__Exercise directions__
The required output is the lines from the one with "Sample: <point>657,86</point>" through the end of the data, repeated verbatim, with no pictures included.

(Data shown)

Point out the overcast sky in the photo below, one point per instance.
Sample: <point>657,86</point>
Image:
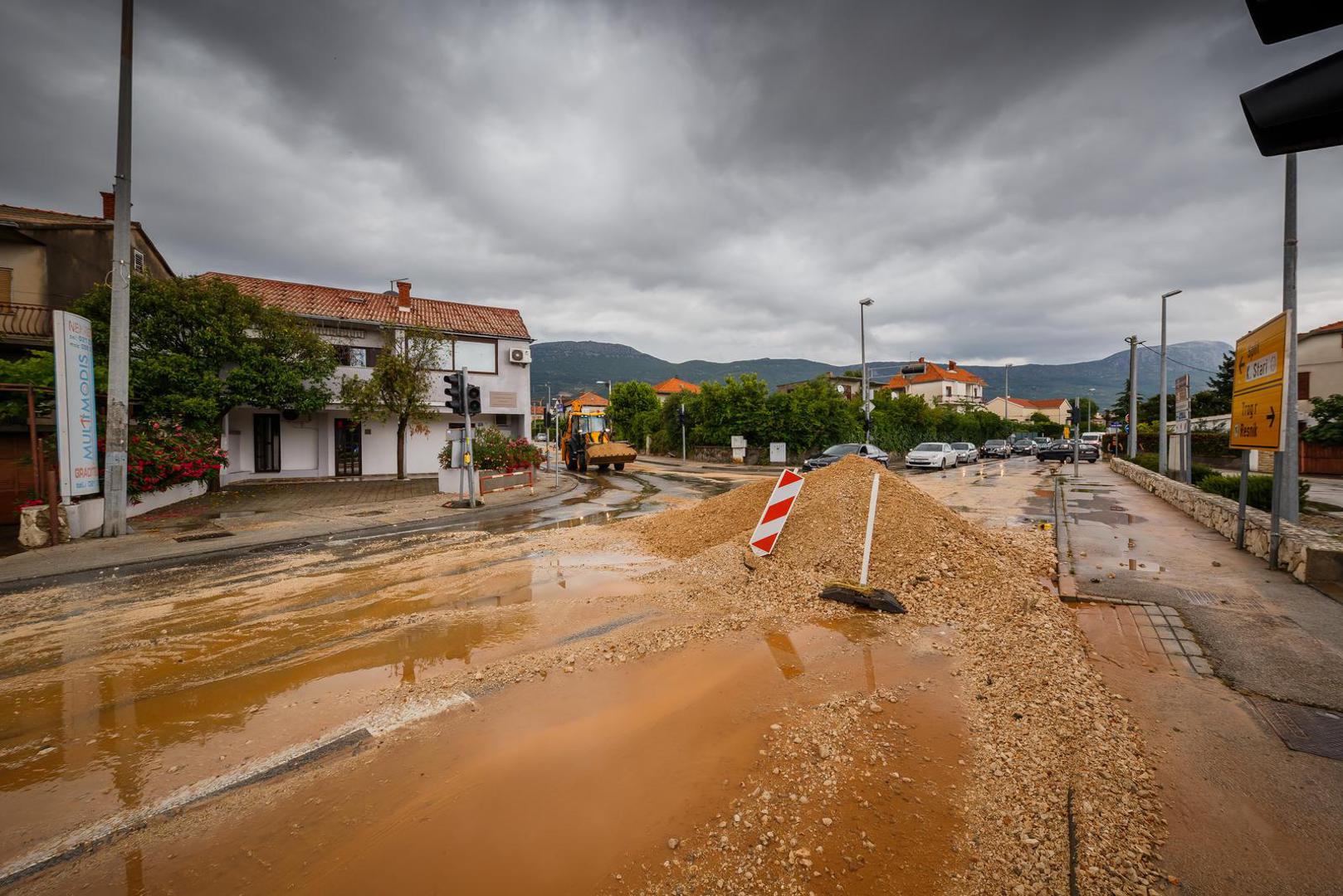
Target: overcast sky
<point>719,180</point>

(End Data shown)

__Answer to this exercise__
Sample: <point>657,86</point>
Image:
Target: overcast sky
<point>719,180</point>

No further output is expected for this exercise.